==== RECORDS SHOWN

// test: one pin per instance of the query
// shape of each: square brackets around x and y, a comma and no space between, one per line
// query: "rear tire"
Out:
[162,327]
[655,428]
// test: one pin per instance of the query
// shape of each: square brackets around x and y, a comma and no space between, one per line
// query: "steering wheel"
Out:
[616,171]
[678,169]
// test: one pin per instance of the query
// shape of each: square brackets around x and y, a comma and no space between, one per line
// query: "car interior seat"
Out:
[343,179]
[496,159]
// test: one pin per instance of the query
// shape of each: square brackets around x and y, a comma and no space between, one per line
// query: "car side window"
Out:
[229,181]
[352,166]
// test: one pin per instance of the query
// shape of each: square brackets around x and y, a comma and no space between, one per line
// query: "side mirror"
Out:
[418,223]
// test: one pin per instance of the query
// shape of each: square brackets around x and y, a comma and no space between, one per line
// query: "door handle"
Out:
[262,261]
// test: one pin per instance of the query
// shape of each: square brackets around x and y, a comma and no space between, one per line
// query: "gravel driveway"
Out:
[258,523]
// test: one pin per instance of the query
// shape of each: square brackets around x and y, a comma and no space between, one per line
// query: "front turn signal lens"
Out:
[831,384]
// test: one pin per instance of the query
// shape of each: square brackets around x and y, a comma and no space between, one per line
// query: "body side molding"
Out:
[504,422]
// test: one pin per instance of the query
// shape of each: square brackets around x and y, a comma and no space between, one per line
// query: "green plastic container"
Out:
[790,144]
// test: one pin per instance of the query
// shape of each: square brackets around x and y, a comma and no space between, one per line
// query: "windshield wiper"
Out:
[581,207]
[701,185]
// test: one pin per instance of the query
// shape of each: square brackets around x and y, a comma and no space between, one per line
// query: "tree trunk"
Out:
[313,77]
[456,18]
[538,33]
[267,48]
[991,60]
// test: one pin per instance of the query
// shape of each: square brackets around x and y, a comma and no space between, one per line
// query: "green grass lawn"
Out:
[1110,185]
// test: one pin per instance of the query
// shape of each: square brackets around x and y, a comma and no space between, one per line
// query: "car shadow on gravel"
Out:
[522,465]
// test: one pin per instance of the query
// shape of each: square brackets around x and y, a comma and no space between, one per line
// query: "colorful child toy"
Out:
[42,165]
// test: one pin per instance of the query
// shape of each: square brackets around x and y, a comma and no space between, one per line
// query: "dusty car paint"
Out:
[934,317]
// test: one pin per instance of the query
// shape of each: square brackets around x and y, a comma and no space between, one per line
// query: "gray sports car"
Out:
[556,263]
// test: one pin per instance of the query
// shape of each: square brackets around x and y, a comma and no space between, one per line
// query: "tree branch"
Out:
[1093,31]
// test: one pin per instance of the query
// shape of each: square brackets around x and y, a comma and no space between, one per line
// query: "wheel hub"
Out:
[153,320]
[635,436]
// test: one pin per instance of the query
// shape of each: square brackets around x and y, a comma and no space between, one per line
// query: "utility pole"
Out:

========

▶ **JOB**:
Reproduce the material verbatim, line by line.

▶ **OUTPUT OF THE EXERCISE**:
// test: one pin per instance of the query
// shape of each: square brackets around x and y, a comma and no space between, one per line
// query: "rear tire"
Out:
[162,327]
[655,428]
// test: one pin per instance of the query
// shape of each: square brackets around x and y, a comma and no space between, one per line
// query: "steering wheel"
Out:
[616,171]
[678,169]
// test: one pin per instance of the query
// shape of each: square brackets around x and y, a comma and no space between, one per line
// query: "car interior seat"
Out:
[343,179]
[496,159]
// test: one pin per instance of the query
// shape of each: square brackets around x and y, a comma and no space between, one per line
// query: "car side window"
Out:
[229,181]
[352,166]
// test: one pin per instance of the query
// shape of each: square brackets around x and y, a comma and no space between, one per line
// query: "side mirror"
Out:
[418,223]
// test: one pin per instance of the query
// shape of each: square brackets around x and y, a comma and no space between, one per line
// query: "door handle"
Out:
[262,261]
// test: one pin per instance of the query
// shape of each: square brackets around x and y, a comma and no space between, one per line
// query: "gravel driveway"
Out:
[258,523]
// test: one pin per instance of the query
// shape of each: square brackets around x and y, a comma and no space between, one per line
// query: "front turn signal lens"
Out:
[831,384]
// test: one pin per instance of the query
// shape of each: square brackets around x and y, a comma and no space between, one per line
// query: "body side molding"
Out:
[504,422]
// test: one pin per instance of the query
// shape of each: square brackets around x and y, a comma and no space between, one per line
// query: "green plastic container"
Out:
[790,144]
// test: one pin per instance of the query
// shape of each: square brackets around x and y, a comma and no space between, one per line
// query: "windshield wiper"
Out:
[581,207]
[701,185]
// test: one pin per instance of the query
// shape of each: square brackets around x and y, a comma and no space between, one per line
// query: "tree trunk"
Out:
[313,77]
[456,18]
[538,33]
[267,48]
[991,60]
// test: one pin per instance of the query
// shape of each: square brackets around x and y, a comma and no space between, one per line
// query: "green grass lawn"
Out:
[1110,185]
// test: one pin per instance of the query
// shape of each: square brackets around x and y, a comma and no space between, one per line
// query: "car shadow on gravel"
Out:
[522,465]
// test: one pin per instance of the query
// shape of each: square brackets around x and y, a comma and no space between, one per line
// query: "colorful child toy"
Out:
[42,165]
// test: one pin per instance of the query
// shape of each: square brackets around x and y, a comma and no space between, one per line
// query: "dusty car paint"
Out:
[934,317]
// test: one pin per instance of the query
// shape of each: square brackets around x and y, a comma and no space between, one per line
// query: "gray sports car"
Out:
[556,263]
// test: one pin per instance of the query
// shape of each: square brackets around x and y, a comma and no space between, one per line
// query: "tree branch"
Out:
[1093,31]
// test: one pin per instance of the query
// shape of each: square brackets around x and y, a comma and no space between, one per line
// query: "wheel hub"
Out:
[153,320]
[635,436]
// test: one pin per instance of the query
// shape of each: square brackets around x and y, a comma and no space between, one per line
// query: "utility pole"
Out:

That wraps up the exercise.